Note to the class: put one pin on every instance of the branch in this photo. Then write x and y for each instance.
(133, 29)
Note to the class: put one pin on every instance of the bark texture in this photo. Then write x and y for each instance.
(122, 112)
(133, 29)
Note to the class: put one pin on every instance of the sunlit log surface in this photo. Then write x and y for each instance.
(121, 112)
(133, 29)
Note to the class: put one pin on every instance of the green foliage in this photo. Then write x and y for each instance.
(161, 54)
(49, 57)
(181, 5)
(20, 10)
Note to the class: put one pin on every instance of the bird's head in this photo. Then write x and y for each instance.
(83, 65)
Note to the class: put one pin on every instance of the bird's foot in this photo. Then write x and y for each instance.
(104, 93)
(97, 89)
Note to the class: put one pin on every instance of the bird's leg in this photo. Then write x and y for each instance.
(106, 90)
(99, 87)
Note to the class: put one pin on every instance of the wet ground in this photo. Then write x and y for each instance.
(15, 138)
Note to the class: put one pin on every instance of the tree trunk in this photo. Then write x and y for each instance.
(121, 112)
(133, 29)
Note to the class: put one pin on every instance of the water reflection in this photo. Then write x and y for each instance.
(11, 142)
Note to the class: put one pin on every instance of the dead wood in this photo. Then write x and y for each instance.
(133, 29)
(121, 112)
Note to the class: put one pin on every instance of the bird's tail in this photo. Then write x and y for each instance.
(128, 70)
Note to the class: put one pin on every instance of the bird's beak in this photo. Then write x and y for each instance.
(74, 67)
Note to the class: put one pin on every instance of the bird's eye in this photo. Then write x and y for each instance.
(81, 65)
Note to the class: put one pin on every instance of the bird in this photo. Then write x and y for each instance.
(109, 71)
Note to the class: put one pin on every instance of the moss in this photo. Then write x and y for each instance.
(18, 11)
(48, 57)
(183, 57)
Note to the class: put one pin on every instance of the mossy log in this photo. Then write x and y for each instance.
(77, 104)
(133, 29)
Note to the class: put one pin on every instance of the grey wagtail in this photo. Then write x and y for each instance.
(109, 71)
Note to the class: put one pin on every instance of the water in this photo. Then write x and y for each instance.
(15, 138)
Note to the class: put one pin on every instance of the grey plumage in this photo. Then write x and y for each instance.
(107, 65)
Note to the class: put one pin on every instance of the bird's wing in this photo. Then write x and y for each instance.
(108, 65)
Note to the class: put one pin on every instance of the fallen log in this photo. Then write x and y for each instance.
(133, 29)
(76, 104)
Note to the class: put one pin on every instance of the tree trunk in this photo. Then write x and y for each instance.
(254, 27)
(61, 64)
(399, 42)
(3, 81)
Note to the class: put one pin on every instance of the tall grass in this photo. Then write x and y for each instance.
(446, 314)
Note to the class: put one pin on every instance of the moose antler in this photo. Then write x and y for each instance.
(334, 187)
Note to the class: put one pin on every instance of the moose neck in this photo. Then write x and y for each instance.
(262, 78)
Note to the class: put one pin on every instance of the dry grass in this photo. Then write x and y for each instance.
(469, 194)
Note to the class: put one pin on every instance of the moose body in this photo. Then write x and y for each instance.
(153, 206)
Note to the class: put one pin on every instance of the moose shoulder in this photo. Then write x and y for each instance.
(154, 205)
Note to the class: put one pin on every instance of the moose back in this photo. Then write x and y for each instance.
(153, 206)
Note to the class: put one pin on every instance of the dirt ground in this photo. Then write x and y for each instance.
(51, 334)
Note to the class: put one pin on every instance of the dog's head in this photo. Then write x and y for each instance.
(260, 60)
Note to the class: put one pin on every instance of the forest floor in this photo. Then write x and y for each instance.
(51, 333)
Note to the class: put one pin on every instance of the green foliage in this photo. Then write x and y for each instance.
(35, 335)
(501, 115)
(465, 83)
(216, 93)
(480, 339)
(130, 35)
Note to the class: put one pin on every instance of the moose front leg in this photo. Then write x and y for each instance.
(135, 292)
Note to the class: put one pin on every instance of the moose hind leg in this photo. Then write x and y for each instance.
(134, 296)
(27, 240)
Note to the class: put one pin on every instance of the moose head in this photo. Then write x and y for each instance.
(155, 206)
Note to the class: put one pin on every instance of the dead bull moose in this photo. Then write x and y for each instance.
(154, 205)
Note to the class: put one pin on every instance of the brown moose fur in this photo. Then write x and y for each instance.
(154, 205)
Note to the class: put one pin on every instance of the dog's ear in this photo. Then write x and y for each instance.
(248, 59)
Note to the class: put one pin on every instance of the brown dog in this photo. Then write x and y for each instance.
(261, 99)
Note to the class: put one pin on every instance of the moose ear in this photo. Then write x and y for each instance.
+ + + + + + +
→ **Work required**: Write out the data again, exactly and in full.

→ **The output**:
Note to the class: put one pin on every instance of the branch in this photo. Then write x and y for each instance.
(133, 29)
Note to the class: put one pin on every instance of the bark texture in this photo. Then write x and y for each instance.
(122, 112)
(133, 29)
Note to the class: put one pin on every instance of the sunlit log surface in this photo. Then write x and y for each instance.
(121, 112)
(133, 29)
Note to the class: put one pin on every instance of the green foliage in this photo. Then write x and y for each instance.
(161, 54)
(49, 57)
(181, 5)
(20, 10)
Note to the class: put one pin on every instance of the bird's head in this photo. Then write x and y for each instance.
(83, 65)
Note to the class: put one pin on every instance of the bird's foot in this photo. Then write x and y for each instance.
(104, 93)
(97, 89)
Note to the class: put one pin on every instance of the bird's leg in this photo. Then write x and y for each instance.
(106, 90)
(99, 87)
Note to the class: put one pin on every instance of the wet ground in this photo. Then write x and y for each instance.
(15, 138)
Note to the class: put one pin on every instance of the tree trunk in this photo. Then write x and y for each instance.
(121, 112)
(133, 29)
Note to the class: put one pin on every instance of the water reflection in this photo. Then write x and y for each instance.
(11, 142)
Note to the class: put one pin on every instance of the dead wood in this photo. Then write x and y for each instance.
(133, 29)
(121, 112)
Note to the class: put one pin on every instance of the bird's tail in this photo. Then write x and y for each instance.
(128, 70)
Note to the class: put one pin on every instance of the bird's beak in this photo. Then write x and y for each instance.
(74, 67)
Note to the class: put one pin on every instance of the bird's eye in this photo. Then write x and y for each instance.
(81, 65)
Note to the class: put one pin on every instance of the bird in this photo. Then write x and y for each instance.
(109, 71)
Note to the class: put one pin on every instance of the moss in this photo. Then write x and y for each instance.
(18, 11)
(48, 57)
(183, 57)
Note to the class: put one pin on every instance of the mossy log in this photo. Then write x and y for each instance.
(77, 104)
(133, 29)
Note to the class: put one pin on every instance of the grey wagtail in this photo. Then write x and y for each instance.
(109, 71)
Note to the class: put one pin on every instance of the water in this photo. Then write x and y for each instance.
(15, 138)
Note to the class: put one pin on every instance of the grey plumage in this photo. Then write x and y for each instance.
(107, 65)
Note to the class: put one pin on every instance of the bird's wing in this photo. Then write x and y for each instance.
(108, 65)
Note to the class: put one pin on every instance of the fallen log in this photo. Then write x and y for each instance.
(133, 29)
(76, 104)
Note to the class: put one pin on every instance of the tree trunk in this photo. Then write x and y for each instance.
(254, 27)
(61, 64)
(399, 42)
(3, 81)
Note to the class: put one pin on every instance of the tall grass in this photo. Then write x and y for each instance.
(446, 314)
Note to the class: put one pin on every instance of the moose antler in this photo. Then write x and y for each instance.
(334, 187)
Note to the class: put one pin on every instance of the moose neck in this photo. Then write x and y for each instance.
(262, 78)
Note to the class: put one pin on every instance of the dry grass in this photo. Then write x and y for each instance.
(469, 194)
Note to the class: put one pin on every instance of the moose body in this photo. Then write x and y for each instance.
(153, 206)
Note to the class: put one pin on every instance of the moose shoulder in this photo. Then write x and y for each instance.
(154, 205)
Note to the class: put one pin on every instance of the moose back in this photo. Then write x and y for each instance.
(153, 206)
Note to the class: put one pin on every instance of the dirt ground in this photo. Then write x and y for each instance.
(51, 334)
Note to the class: put one pin on every instance of the dog's head in this photo. Then write x and y for each instance.
(260, 60)
Note to the class: put one pin on every instance of the forest floor in this photo. Then write x and y for each instance.
(51, 333)
Note to the class: put one pin on every instance of the green foliage in this photo. Then write x and y for each instance.
(35, 335)
(501, 115)
(465, 83)
(216, 93)
(480, 339)
(130, 35)
Note to the class: put one pin on every instance of the moose front leg in this photo. Then write x and y for each instance.
(135, 292)
Note to the class: put one pin on every instance of the moose hind leg in this photo. Then write x and y for each instance.
(134, 296)
(27, 240)
Note to the class: put one pin on every instance of the moose head in this photo. Then write x and y for each instance.
(155, 206)
Note to the class: put one pin on every instance of the dead bull moose in this photo. Then write x and y for each instance.
(154, 205)
Note to the class: put one pin on every instance of the brown moose fur in this photo. Then write x and y for each instance.
(154, 205)
Note to the class: put one pin on every instance of the dog's ear in this photo. Then write x and y for each instance.
(248, 59)
Note to the class: put one pin on every instance of the brown dog in this photo. Then write x and y for each instance.
(261, 99)
Note to the class: put one pin on every instance of the moose ear in this photo. Then write x and y for each instance.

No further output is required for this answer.